_CONSIGNE 1_. Résumez en deux phrases la critique d'Anéantir.
_CONSIGNE 2_. Poursuivez la critique d'Anéantir à partir de sa dernière phrase.

_EXTRAIT_.
^^^^^^^^
Dans le couloir de la mort – sur anéantir de Michel Houellebecq
Le huitième roman de Michel Houellebecq est pour commencer un objet lourd, volumineux. Fabriqué pour durer comme le texte lui-même, se dit-on avec dans une réminiscence approximative du principe des vases communicants. Une sorte de galet sartrien qui est là indubitablement sur notre bureau, avec son signet en tissu qui pendouille comme une petite langue rouge qui n’attendrait que son ablation.
Imprimé en Italie, le volume est broché ; ce qui devrait lui permettre d’échapper à l’obsolescence programmée de nos bouquins reliés à la colle, la brochure ayant fait ses preuves depuis maintenant trois ou quatre siècles. Quant au papier, on raconte qu’il a été sélectionné par l’auteur lui-même (on songe alors à la vieille pub raciste pour le café El Gringo, où un Américain humait les grains de café non torréfiés sous l’œil craintif de paysans colombiens efflanqués) parce qu’il ne jaunit pas. Nous verrons à l’usage.
^^^^^^^^
_LOT D'ITEMS_.
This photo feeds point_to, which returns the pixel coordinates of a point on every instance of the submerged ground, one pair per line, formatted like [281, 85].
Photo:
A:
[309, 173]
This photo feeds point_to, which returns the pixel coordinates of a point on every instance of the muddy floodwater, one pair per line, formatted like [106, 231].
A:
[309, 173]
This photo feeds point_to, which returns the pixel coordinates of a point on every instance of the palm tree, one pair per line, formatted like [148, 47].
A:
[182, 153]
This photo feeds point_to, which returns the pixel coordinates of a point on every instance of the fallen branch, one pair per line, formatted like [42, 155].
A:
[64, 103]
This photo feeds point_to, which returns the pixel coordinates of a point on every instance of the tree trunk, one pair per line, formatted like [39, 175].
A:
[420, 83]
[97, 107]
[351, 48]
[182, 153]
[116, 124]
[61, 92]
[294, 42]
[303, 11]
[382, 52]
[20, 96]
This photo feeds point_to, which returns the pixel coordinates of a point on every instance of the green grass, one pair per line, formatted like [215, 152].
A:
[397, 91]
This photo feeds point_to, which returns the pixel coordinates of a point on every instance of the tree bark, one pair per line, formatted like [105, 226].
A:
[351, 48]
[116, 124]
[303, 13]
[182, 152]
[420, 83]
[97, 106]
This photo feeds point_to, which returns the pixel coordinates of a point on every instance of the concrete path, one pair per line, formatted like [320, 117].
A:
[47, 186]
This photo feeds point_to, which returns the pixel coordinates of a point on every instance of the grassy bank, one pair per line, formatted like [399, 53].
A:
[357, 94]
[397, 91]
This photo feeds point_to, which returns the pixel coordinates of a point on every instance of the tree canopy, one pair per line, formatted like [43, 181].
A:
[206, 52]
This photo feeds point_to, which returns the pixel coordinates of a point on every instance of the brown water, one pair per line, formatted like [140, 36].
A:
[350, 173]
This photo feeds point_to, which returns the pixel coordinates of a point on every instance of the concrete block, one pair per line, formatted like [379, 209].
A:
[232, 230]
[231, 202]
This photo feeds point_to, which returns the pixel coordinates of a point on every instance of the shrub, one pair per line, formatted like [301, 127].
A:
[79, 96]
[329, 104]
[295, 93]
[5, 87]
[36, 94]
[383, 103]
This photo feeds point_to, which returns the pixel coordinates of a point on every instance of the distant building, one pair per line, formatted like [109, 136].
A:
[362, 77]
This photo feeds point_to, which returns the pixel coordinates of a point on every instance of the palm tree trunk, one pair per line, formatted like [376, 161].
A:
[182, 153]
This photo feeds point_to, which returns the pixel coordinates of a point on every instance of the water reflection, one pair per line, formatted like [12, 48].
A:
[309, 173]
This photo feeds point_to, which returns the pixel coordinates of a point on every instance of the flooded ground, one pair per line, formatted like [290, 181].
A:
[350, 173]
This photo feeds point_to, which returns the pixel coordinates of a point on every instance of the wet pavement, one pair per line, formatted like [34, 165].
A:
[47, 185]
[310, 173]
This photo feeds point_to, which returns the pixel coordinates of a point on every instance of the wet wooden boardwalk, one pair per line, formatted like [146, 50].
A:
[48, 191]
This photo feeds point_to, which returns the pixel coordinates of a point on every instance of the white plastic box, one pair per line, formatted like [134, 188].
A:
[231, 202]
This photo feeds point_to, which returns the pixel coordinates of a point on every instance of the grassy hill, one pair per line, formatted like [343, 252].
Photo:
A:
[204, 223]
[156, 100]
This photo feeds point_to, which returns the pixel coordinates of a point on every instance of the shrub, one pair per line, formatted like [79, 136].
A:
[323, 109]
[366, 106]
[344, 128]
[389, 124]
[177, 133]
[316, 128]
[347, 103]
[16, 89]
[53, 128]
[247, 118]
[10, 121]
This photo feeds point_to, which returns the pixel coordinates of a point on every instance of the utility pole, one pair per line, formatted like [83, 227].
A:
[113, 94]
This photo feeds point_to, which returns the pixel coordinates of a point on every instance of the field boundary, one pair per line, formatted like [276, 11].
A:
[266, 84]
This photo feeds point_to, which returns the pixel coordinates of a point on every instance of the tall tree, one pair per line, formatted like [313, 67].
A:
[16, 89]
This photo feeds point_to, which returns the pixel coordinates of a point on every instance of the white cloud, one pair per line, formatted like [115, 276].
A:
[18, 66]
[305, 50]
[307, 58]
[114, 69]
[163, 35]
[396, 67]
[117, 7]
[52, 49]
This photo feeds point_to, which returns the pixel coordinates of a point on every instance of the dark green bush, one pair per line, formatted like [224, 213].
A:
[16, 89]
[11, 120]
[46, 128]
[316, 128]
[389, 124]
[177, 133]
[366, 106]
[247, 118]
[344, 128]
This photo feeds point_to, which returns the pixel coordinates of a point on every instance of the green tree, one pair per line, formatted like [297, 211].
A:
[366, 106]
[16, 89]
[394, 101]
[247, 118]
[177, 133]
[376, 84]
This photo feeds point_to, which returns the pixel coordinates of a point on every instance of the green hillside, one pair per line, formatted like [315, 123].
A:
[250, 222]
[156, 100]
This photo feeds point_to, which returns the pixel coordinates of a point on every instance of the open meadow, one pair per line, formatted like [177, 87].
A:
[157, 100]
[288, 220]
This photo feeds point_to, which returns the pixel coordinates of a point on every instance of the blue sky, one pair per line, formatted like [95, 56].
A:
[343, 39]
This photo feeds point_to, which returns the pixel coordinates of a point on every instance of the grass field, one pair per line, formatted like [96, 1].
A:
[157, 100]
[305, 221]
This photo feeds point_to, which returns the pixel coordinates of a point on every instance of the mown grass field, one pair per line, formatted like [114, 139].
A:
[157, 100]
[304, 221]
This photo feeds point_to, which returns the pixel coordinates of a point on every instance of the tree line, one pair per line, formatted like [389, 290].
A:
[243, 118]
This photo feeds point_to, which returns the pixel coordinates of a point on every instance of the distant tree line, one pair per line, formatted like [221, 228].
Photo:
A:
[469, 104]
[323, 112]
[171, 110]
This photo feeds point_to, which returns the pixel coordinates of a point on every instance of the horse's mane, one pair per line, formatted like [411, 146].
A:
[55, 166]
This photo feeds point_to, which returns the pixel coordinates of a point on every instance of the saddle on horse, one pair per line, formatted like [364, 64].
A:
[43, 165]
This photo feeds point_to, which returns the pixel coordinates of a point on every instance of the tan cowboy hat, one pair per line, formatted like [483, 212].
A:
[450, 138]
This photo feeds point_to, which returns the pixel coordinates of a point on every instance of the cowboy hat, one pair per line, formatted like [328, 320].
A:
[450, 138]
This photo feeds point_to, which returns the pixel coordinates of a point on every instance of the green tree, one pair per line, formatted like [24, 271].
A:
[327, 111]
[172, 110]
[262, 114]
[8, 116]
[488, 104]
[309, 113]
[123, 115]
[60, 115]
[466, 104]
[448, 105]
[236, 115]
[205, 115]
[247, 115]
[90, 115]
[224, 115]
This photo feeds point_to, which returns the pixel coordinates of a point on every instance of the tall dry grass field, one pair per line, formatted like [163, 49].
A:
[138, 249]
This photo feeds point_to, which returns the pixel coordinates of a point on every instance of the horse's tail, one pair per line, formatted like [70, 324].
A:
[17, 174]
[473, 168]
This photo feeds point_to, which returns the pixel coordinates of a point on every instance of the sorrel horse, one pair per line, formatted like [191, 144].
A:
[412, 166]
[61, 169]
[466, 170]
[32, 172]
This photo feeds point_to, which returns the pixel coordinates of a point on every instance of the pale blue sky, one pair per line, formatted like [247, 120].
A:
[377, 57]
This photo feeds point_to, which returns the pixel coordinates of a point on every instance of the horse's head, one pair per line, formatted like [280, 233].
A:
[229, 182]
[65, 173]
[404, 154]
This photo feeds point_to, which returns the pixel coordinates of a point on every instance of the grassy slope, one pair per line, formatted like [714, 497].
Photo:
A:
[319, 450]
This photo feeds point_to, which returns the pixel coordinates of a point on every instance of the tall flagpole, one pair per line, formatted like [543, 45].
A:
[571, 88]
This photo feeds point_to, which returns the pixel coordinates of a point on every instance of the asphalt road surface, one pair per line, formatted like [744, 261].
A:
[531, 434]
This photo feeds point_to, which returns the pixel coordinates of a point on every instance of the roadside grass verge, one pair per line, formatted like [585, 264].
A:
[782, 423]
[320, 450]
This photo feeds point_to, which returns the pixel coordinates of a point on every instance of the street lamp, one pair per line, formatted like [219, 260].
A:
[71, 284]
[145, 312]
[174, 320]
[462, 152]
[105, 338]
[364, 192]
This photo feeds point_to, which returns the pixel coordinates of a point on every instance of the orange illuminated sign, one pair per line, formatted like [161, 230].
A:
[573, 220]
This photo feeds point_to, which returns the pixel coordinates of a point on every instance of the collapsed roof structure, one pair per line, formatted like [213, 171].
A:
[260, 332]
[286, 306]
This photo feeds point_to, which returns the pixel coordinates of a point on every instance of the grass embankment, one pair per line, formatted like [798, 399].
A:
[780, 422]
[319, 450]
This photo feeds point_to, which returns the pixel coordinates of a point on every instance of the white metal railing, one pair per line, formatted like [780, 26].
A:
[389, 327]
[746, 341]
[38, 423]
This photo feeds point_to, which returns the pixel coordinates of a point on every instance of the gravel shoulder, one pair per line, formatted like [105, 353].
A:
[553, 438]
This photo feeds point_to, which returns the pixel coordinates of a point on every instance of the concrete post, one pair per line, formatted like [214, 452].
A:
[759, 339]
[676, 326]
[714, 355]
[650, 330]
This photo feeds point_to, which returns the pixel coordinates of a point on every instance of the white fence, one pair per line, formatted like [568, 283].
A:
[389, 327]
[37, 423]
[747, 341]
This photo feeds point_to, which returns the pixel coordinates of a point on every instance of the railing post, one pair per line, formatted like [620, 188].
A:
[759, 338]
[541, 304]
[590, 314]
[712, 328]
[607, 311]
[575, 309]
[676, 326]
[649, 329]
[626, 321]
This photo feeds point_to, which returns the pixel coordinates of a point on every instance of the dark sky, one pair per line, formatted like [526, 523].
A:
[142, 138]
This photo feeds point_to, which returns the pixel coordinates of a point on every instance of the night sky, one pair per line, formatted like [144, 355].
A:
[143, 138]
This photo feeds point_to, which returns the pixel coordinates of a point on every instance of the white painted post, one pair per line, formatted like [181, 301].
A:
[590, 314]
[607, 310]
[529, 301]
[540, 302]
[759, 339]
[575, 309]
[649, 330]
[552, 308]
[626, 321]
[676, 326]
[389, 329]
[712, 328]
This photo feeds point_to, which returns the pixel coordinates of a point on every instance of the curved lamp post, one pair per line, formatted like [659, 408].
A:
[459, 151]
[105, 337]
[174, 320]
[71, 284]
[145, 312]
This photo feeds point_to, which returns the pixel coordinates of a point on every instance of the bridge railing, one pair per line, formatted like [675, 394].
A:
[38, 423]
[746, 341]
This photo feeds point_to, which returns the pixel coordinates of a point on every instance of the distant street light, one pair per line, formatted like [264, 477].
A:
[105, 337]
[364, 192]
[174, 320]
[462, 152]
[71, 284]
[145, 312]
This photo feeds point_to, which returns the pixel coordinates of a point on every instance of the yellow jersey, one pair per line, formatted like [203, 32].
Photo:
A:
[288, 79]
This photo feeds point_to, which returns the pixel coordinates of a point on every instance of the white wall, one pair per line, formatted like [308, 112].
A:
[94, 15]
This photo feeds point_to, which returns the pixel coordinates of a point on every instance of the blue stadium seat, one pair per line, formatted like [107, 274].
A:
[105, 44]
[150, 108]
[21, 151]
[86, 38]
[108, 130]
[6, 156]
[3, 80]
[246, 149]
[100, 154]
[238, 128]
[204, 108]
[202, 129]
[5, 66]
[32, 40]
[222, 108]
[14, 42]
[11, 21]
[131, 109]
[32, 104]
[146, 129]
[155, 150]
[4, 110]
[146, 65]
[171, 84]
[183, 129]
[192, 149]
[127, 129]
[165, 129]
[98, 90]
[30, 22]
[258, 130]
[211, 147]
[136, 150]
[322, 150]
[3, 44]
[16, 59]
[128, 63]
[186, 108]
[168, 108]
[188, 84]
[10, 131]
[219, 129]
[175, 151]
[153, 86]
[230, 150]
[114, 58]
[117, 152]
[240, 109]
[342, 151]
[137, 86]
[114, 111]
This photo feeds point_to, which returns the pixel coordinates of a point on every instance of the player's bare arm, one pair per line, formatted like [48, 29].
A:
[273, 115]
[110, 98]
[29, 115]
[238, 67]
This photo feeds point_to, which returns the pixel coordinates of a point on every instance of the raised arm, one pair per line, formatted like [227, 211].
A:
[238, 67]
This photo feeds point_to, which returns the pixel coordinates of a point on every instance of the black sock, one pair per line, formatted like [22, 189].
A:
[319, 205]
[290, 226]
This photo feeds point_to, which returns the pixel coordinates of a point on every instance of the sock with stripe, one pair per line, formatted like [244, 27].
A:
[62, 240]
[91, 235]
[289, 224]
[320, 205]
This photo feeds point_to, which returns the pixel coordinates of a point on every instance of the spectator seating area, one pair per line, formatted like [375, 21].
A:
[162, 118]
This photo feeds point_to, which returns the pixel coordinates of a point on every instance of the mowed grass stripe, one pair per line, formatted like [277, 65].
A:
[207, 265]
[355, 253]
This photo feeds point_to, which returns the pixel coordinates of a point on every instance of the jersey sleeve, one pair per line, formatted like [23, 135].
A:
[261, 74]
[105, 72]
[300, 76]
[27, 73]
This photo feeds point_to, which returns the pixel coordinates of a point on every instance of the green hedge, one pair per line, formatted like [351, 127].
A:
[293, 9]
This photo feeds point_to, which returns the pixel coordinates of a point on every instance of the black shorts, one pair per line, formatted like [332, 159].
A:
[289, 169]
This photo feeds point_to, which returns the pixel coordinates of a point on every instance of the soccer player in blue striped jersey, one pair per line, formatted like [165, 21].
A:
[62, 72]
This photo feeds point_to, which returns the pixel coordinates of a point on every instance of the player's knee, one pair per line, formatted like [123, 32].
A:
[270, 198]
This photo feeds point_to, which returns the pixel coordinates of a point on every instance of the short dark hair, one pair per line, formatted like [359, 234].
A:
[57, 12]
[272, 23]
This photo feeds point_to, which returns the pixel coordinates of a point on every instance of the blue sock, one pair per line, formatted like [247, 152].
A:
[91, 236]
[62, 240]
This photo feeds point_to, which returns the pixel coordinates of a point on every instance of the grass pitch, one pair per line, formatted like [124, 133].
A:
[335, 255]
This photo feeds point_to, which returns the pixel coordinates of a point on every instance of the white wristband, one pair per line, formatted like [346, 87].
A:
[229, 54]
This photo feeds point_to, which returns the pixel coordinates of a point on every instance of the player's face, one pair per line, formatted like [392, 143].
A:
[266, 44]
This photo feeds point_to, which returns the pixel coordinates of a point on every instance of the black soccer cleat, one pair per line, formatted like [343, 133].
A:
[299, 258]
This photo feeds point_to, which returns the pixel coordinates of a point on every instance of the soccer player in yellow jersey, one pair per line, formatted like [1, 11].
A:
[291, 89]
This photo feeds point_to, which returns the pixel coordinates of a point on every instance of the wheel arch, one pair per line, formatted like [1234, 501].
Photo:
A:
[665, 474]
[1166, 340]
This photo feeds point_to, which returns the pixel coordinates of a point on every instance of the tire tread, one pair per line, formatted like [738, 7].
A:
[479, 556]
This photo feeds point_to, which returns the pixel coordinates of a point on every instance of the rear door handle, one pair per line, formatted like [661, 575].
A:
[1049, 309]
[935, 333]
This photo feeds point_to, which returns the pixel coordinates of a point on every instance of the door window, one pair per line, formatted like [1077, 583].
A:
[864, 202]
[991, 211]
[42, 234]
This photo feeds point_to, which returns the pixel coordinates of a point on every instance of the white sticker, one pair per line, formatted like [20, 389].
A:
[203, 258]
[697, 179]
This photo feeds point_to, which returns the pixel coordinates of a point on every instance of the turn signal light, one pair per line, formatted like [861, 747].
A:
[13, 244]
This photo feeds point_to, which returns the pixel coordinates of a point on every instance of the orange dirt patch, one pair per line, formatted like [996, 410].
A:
^^^^^^^^
_RÉPONSE 1_. Le huitième roman de Michel Houellebecq se présente d'abord comme un objet lourd et volumineux, muni d'un signet en tissu rouge. Imprimé en Italie et broché, le volume est fait d'un papier qui, dit-on, a été choisi par l'auteur lui-même parce qu'il ne jaunit pas.

_RÉPONSE 2_.
Mais Houellebecq a réussi un coup de force contre l’usage justement, en imposant que ne figure aucune majuscule sur la couverture et la page de garde du livre, ni au titre, ni à son nom tout comme à celui de son éditeur (qui n’a quand même pas hésité à la récupérer sur le bandeau). Pour consigne de design, Houellebecq aurait donné en exemple la sobriété assez exemplaire du « double blanc » des Beatles. Comme tous les enfants du rock (il prouve encore une fois dans ce roman qu’il en est un, en consacrant des lignes inspirées à la chanson Orléans de David Crosby, une interprétation du si français, en ses phonèmes mêmes, Carillon de Vendôme).
anéantir est pour Houellebecq le livre d’un certain nombre de « premières fois » à la fois matérielles et esthétiques ; ce qui en fait, de ce point de vue, un livre de jeune homme.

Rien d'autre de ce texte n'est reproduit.